- Brief -
Can you repeat every line of the listing below, character for character, but leave out the pictures?

- Supplied data -

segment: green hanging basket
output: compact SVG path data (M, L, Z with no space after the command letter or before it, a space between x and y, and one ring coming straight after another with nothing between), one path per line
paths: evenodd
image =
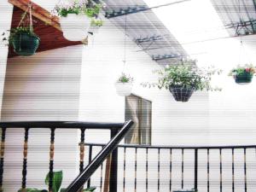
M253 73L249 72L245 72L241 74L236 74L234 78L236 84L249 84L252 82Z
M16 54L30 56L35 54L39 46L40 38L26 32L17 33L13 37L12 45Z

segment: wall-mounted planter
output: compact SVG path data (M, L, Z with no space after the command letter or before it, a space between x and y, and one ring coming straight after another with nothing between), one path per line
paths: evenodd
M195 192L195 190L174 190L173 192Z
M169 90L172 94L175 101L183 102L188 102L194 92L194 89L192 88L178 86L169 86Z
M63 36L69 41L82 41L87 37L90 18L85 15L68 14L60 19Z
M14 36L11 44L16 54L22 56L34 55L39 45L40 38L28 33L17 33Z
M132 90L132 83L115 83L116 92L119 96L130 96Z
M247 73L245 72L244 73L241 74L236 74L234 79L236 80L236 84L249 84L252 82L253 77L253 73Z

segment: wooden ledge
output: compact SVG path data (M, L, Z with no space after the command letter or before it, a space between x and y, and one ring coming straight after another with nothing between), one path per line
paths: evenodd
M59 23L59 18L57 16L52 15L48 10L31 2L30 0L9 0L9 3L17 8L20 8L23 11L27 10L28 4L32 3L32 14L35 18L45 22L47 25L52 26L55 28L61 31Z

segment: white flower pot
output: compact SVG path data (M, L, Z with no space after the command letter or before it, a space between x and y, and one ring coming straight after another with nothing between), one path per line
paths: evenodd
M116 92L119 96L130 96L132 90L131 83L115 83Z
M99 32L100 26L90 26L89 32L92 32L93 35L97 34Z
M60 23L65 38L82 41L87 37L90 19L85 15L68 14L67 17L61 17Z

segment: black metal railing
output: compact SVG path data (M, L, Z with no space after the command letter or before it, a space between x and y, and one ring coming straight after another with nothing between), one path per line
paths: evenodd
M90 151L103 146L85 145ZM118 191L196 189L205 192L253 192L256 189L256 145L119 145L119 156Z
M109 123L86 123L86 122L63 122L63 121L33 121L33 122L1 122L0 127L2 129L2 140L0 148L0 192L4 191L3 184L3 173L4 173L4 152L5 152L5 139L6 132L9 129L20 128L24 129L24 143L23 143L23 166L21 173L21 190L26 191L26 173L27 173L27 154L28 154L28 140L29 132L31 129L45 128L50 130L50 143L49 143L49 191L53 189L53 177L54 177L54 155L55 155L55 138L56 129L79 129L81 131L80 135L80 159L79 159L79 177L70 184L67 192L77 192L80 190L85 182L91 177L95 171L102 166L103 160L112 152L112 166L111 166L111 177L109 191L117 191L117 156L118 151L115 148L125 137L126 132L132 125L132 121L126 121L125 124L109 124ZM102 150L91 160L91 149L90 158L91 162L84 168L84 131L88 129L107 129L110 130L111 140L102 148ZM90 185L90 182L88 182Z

- Final result -
segment: green hanging basket
output: compact SVG path data (M, L, Z with no space after the command letter or before it, a space between x and y, and one ring coming straight after another with nothing between), one path per line
paths: evenodd
image =
M253 73L249 72L245 72L241 74L236 74L234 78L236 84L249 84L252 82Z
M16 54L30 56L35 54L39 46L40 38L26 32L17 33L13 37L12 45Z

segment: wall-mounted planter
output: compact SVG path data (M, L, Z with no space after the command letter or before it, a space between x and y, and one ring coming straight after another with nothing between), one path per line
paths: evenodd
M195 192L195 190L174 190L173 192Z
M169 90L172 94L175 101L183 102L188 102L194 92L194 89L192 88L178 86L169 86Z
M63 36L69 41L82 41L87 37L90 18L85 15L68 14L60 19Z
M14 36L11 44L16 54L22 56L34 55L39 45L40 38L28 33L17 33Z
M132 90L132 83L115 83L116 92L119 96L130 96Z
M247 73L245 72L244 73L241 74L236 74L234 79L236 80L236 84L249 84L252 82L253 77L253 73Z

segment: wooden ledge
output: compact SVG path data (M, L, Z with no space after the command letter or before it, a space between x and y, and one ring coming straight after another with nothing between), one path per line
paths: evenodd
M59 23L59 18L57 16L52 15L48 10L31 2L30 0L9 0L9 3L17 8L20 8L23 11L27 10L28 4L32 3L32 14L35 18L45 22L47 25L52 26L55 28L61 31Z

segment: white flower pot
output: compact SVG path data (M, L, Z with no space after the command letter or before it, a space between x and y, and one ring coming straight after another with nothing between), one path per line
paths: evenodd
M116 92L119 96L130 96L132 90L131 83L115 83Z
M99 32L100 26L90 26L89 32L92 32L93 35L97 34Z
M60 23L65 38L82 41L87 37L90 19L85 15L68 14L67 17L61 17Z

segment: black metal railing
output: compact SVG path data (M, L, Z with no space after the command letter or before it, a space between x and y, and one ring coming straight after another with nothing between), one path per line
paths: evenodd
M90 151L103 146L85 145ZM118 191L196 189L205 192L253 192L256 189L256 145L119 145L119 156Z
M109 123L86 123L86 122L63 122L63 121L33 121L33 122L1 122L0 127L2 129L2 140L0 148L0 192L4 191L3 184L3 173L4 173L4 152L5 152L5 139L6 132L9 129L20 128L24 129L24 143L23 143L23 166L21 173L21 190L26 191L26 173L27 173L27 154L28 154L28 140L29 132L31 129L45 128L50 130L50 143L49 143L49 191L53 189L53 177L54 177L54 155L55 155L55 138L56 129L79 129L81 131L80 135L80 159L79 159L79 177L70 184L67 192L77 192L80 190L85 182L91 177L95 171L102 166L103 160L112 152L112 166L111 166L111 177L109 191L117 191L117 156L118 151L115 148L125 137L126 132L132 125L132 121L126 121L125 124L109 124ZM102 150L91 160L91 149L90 158L91 162L84 168L84 131L88 129L107 129L110 130L111 140L102 148ZM90 185L90 182L88 182Z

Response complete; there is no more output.